THE TASK:
Report how many lines of the listing contain the string "wall".

[Region labeling records]
* Begin *

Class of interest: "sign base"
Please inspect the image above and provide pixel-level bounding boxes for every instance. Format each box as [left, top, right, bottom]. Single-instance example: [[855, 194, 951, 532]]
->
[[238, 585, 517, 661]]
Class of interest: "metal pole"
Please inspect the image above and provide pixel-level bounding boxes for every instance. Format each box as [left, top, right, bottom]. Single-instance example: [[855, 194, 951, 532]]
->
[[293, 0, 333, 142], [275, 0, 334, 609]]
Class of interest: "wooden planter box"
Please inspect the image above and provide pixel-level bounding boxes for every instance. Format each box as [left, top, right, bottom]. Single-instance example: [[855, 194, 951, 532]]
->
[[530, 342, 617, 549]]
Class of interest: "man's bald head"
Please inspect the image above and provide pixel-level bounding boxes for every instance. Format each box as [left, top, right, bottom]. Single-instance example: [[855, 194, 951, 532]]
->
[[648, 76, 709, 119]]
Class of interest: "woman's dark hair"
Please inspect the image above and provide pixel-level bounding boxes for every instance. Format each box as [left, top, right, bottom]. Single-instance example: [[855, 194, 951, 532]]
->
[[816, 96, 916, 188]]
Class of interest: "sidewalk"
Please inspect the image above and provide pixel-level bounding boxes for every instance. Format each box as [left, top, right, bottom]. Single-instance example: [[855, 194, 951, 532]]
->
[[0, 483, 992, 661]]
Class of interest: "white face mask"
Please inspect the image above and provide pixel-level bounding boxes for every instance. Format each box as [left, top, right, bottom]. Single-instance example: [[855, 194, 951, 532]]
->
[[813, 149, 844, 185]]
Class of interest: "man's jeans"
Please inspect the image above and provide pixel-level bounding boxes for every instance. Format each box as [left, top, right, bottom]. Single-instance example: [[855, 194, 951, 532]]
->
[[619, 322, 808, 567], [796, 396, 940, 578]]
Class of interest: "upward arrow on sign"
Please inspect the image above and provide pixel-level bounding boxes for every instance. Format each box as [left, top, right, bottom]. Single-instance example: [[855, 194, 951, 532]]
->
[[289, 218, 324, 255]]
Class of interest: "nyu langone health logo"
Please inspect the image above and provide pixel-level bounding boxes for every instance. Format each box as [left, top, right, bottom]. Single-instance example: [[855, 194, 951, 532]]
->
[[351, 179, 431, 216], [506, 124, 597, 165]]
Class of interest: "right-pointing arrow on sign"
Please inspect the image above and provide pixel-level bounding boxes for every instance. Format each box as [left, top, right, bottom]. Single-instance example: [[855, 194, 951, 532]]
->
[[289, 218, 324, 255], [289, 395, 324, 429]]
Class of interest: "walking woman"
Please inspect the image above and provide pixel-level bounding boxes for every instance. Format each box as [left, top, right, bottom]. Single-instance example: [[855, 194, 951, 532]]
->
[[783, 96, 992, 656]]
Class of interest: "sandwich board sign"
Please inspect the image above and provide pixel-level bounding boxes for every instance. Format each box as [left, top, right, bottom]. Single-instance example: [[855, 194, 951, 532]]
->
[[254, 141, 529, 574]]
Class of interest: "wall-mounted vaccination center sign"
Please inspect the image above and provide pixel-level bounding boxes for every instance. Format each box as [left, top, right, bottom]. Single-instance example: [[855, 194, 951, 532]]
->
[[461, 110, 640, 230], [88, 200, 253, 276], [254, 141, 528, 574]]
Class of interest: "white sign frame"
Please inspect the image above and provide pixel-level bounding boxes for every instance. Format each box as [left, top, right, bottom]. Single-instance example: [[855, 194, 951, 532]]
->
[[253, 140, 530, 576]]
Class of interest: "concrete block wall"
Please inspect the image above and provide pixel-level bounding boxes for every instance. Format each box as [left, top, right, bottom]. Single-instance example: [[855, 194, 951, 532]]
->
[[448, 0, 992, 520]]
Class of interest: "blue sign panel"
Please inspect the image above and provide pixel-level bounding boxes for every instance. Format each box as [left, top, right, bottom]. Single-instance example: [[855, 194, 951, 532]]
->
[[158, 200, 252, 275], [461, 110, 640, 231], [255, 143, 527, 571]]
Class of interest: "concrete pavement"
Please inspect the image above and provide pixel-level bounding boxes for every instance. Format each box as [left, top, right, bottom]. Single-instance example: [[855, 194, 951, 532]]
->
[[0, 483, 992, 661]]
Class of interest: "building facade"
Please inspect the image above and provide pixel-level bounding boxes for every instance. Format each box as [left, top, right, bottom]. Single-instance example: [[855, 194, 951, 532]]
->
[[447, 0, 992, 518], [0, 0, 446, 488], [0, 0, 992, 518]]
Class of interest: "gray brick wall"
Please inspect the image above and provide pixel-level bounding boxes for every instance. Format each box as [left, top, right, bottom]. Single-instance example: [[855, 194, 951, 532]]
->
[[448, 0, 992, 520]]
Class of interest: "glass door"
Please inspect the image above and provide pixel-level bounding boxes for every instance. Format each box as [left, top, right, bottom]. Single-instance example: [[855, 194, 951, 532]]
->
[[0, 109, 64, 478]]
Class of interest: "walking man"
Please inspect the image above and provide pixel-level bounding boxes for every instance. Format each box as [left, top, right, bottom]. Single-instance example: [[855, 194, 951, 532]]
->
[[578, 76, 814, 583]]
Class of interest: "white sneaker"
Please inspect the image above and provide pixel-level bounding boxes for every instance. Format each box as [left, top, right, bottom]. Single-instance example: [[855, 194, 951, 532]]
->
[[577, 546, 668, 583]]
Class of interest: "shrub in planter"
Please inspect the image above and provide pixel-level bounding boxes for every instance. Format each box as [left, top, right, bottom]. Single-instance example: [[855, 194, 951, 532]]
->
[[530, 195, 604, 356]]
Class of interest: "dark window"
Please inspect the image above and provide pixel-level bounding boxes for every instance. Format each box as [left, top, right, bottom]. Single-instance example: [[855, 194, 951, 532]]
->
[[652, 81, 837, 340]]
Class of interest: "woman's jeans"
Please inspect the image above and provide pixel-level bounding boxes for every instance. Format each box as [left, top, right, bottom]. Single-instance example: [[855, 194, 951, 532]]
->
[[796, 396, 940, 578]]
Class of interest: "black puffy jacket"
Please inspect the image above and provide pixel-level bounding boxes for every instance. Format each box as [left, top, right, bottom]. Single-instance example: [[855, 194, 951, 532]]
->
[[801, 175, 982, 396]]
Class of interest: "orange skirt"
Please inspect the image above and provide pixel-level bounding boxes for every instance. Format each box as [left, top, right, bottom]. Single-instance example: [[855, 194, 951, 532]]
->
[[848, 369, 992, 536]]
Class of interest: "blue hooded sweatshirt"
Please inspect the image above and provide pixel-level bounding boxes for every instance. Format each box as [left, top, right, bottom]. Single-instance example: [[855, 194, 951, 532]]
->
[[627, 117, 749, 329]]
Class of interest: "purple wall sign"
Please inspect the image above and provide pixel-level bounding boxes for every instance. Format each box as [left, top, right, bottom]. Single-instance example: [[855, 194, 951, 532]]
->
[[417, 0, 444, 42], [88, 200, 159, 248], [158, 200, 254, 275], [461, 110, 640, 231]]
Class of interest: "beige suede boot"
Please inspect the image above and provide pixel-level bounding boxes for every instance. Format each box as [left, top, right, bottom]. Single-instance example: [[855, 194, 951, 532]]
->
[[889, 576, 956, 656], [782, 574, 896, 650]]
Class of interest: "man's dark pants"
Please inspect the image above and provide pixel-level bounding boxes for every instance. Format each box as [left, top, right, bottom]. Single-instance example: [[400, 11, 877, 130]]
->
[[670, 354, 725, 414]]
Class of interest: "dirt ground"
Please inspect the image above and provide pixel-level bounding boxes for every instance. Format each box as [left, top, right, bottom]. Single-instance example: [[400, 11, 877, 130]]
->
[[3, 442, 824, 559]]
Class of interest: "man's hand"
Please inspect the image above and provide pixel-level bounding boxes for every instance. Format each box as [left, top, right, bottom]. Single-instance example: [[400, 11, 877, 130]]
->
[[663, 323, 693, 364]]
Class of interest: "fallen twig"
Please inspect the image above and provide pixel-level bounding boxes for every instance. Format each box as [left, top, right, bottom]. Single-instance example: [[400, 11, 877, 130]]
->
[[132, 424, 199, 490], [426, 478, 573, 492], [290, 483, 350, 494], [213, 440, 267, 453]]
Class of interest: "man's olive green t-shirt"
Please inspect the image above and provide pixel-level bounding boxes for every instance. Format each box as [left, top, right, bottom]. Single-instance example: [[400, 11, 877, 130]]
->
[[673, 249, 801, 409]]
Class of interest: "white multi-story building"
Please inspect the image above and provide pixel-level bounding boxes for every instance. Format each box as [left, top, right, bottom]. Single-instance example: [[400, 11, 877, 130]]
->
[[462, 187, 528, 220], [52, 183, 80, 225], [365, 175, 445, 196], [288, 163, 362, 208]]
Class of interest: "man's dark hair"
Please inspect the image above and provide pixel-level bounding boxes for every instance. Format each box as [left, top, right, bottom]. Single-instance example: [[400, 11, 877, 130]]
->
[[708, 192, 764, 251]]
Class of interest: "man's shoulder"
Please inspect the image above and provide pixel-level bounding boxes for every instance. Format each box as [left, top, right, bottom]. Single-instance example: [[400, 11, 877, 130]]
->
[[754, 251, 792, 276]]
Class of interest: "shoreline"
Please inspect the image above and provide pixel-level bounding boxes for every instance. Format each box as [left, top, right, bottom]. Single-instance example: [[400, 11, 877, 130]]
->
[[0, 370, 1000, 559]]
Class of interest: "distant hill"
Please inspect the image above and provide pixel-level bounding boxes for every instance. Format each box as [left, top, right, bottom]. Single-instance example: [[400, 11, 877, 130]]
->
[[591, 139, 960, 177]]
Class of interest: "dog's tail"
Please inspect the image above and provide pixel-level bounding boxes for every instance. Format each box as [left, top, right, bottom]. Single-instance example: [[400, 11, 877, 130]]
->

* End *

WRITTEN RESPONSE:
4